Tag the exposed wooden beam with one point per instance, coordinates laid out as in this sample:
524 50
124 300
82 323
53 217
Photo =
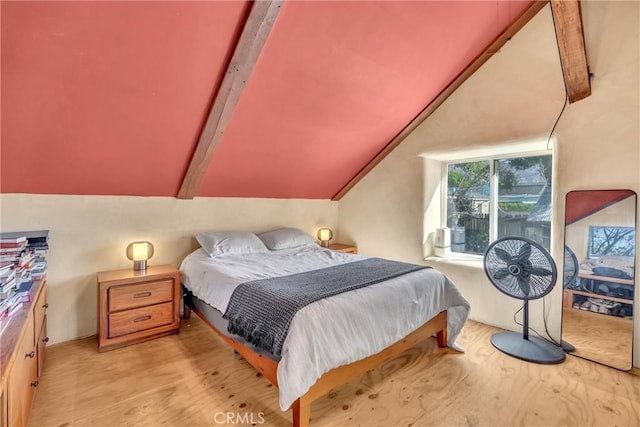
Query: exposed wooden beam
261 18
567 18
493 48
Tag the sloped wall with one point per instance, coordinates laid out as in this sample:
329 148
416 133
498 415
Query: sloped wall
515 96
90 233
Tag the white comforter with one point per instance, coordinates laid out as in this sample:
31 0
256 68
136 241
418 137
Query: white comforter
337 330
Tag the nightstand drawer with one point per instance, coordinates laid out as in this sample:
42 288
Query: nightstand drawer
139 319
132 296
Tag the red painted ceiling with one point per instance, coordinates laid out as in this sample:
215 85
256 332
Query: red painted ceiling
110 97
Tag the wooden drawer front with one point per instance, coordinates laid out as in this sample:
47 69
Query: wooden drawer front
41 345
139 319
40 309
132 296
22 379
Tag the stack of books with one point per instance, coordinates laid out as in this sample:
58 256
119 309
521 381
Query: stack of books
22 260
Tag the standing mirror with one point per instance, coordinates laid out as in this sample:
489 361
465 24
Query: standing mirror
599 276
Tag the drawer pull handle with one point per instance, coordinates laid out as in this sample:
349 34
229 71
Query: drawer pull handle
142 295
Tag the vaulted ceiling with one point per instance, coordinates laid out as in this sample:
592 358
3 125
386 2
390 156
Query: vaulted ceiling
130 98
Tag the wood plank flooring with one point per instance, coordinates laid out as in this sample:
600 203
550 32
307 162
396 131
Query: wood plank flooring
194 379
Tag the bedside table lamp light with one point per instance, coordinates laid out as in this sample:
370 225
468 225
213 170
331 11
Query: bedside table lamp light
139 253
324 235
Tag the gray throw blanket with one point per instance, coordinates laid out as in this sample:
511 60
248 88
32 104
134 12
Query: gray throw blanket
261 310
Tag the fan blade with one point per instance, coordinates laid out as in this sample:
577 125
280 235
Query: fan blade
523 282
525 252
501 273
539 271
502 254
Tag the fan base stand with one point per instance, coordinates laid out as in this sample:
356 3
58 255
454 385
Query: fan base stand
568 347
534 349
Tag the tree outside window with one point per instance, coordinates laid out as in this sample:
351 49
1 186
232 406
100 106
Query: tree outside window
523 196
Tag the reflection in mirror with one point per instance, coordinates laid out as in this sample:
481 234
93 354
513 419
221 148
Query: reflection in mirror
★ ★ ★ ★ ★ ★ ★
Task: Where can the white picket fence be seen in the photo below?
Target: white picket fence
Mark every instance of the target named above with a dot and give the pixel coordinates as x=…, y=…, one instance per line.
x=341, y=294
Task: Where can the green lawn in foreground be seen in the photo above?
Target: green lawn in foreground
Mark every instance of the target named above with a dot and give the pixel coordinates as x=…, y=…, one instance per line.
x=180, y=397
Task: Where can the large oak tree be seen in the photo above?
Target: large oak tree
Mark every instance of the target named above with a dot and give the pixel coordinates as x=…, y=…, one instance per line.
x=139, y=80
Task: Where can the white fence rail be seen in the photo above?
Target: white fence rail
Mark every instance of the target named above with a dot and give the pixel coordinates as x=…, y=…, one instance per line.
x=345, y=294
★ ★ ★ ★ ★ ★ ★
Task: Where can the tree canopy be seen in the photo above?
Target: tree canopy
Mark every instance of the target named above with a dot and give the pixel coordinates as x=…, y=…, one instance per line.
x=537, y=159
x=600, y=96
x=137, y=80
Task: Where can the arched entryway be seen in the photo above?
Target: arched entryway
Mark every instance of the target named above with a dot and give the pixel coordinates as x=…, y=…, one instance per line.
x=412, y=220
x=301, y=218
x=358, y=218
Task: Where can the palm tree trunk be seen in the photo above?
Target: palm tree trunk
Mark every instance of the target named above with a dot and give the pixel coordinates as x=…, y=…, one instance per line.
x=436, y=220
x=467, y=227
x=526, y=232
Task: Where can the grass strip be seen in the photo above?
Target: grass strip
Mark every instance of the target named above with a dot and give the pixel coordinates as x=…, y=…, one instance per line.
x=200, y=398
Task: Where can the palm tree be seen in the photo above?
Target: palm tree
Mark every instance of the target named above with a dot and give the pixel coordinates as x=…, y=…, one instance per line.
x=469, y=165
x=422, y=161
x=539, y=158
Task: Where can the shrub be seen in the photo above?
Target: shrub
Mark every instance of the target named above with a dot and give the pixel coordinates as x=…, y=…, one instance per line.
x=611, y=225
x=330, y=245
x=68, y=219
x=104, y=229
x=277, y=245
★ ★ ★ ★ ★ ★ ★
**Exercise directions**.
Can you rewrite the records above as a two-column CSV with columns "prompt" and "points", one row per record, starting with the line containing "Task: Where can the tree" and going on through the line containing "x=526, y=232"? Put each record's text in "prompt" and its answer in "points", each as one quoted field with line breaks replaced by spaces.

**Exercise result**.
prompt,points
"Task: Where can the tree canopy be seen in the photo above? Target: tree canopy Mark every instance of the target named above with a dot and give the pixel coordinates as x=…, y=…, one instance per line.","x=537, y=159 x=600, y=96 x=137, y=80"
"Task: Where can the arched entryway be seen in the photo above? Target: arched entryway Mark every instance of the target named above with a dot and give the pixel coordinates as x=…, y=…, one instance per line.","x=412, y=220 x=301, y=218 x=358, y=218"
"Task: Where can the palm tree trunk be seen in the photo above? Target: palm tree trunk Mark every instance of the target named above with a dot and give the pixel coordinates as x=…, y=…, one instance per line.","x=436, y=220 x=467, y=227 x=526, y=232"